### Document section
■ ■ ■ ■ ■
“People who exploit and take out resources don’t live (in the Amazon) – but we do. The forest is our home,” said Nemonte Nenquimo, a native leader of Ecuador’s Waorani people.
“If we don’t protect the forest, climate change will get worse and unknown illnesses will come,” she told the Thomson Reuters Foundation in a video call from her Amazon community.
About 195 countries are expected to finalise a new pact to safeguard the planet’s plants, animals and ecosystems at the two-part COP15 UN summit, which starts on Monday with a virtual session and concludes in May 2022 in Kunming, China.
The accord will build on the 1992 UN Convention on Biological Diversity, designed to protect the planet’s rich catalogue of plant and animal species, ensure sustainable use of natural resources and enshrine the “biocultural rights” of indigenous communities.
Such rights are interpreted differently by each indigenous group but often include intellectual property, such as ancestral knowledge and practices handed down between generations.
Those range from farming methods, crops and plant-based medicine used in an area to traditional arts and crafts. Ancient plant remedies often form the basis of modern treatments.
Chile’s rare native quillay trees, for instance, long used by the indigenous Mapuche people to make soap and medicine, provided key ingredients for the world’s first malaria vaccine and a successful shingles vaccination.
A draft of the proposed new UN biodiversity pact includes a goal to ensure that benefits derived from the use of local genetic richness “are shared fairly and equitably” and also support conservation and sustainable use of those resources.
The draft also calls for a boost in the share of financial and other benefits the holders of traditional knowledge receive from wider use of their ideas and local species.
On Monday, more than 150 civil society and indigenous groups as well as academics, from more than 50 countries, published an open letter calling on world leaders to put human rights at the centre of environmental policy, ahead of the two UN summits.
“To be truly just and sustainable, policies on climate and nature must take into account the needs and rights of communities at the frontline of the crises,” said Andrew Norton, director of the London-based International Institute for Environment and Development.
How well the intellectual property of indigenous groups is protected today varies from country to country.
A study published this year by Fundacion Nativo, a Venezuela-based indigenous rights nonprofit, found five Latin American nations – Brazil, Peru, Bolivia, Mexico and Venezuela – now recognise such rights through law and the constitution.
■ ■ ■ ■ ■
### The data
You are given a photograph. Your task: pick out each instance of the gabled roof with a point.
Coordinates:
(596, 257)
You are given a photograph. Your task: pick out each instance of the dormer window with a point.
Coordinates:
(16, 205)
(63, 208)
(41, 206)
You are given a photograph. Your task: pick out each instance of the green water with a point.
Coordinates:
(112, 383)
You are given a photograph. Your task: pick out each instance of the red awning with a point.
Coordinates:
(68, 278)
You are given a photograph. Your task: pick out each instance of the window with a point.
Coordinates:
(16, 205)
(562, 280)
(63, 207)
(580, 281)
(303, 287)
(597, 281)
■ ■ ■ ■ ■
### Problem
Continue the article on indigenous rights and the UN biodiversity pact, picking up after its last sentence.

### Answer to this exercise
“Denying a people their biocultural rights is denying their very existence,” said Sagrario Santorum, head of development at Fundacion Nativo.
The research, supported by the Thomson Reuters Foundation, showed most Latin American nations allow indigenous communities to hold intellectual property rights and seek compensation when their designs or medicines are copied without permission.
Cultural appropriation came under the spotlight in May when Mexico accused fashion brands, including Zara, of using patterns from the country’s indigenous groups without any benefit to the communities. Zara-owner Inditex denied any wrongdoing.
“In Latin America, the legal framework to protect biocultural rights is pretty much there. However, there’s a huge gap in implementation and enforcement,” said Patricia Quijano, an environmental lawyer in Peru.
“At the end of the day, indigenous groups often don’t have the power to protect and exercise those rights,” she added.
Indigenous activist Nenquimo, in Ecuador, agreed.
“There are many laws that protect indigenous rights on paper and they sound nice, but it’s just on paper,” she said of Ecuador’s legislation.
Buffer Against Climate Change
Better protection of biocultural rights can help indigenous people manage land and natural resources more effectively in line with “their profound and unique relation with the environment”, Quijano said.
That is also important because protecting and restoring carbon-absorbing native tropical forests is a powerful and inexpensive way to combat climate change, forest and indigenous experts say.
A report this year from the UN Food and Agriculture Organization (FAO) showed that protecting the biocultural rights of forest-dwelling and indigenous communities, along with granting them secure land tenure, reduces deforestation and promotes the sustainable management of natural resources.
“Nature has greater biodiversity where indigenous peoples are present. The land is richer where they are,” said Santorum.
“That’s no accident. It is the product of a way of life that’s transmitted from generation to generation,” she added.
Defending indigenous rights is considered particularly crucial to conserving the Amazon and indigenous leaders hope the issue will also garner greater attention at the COP26 UN climate change conference in Scotland next month.
In Brazil – home to the biggest share of the Amazon rainforest – deforestation is surging as a result of expanding cattle-ranching and soy farming, along with illegal logging.
Deforestation of the Brazilian Amazon has risen sharply since right-wing President Jair Bolsonaro took office in 2019.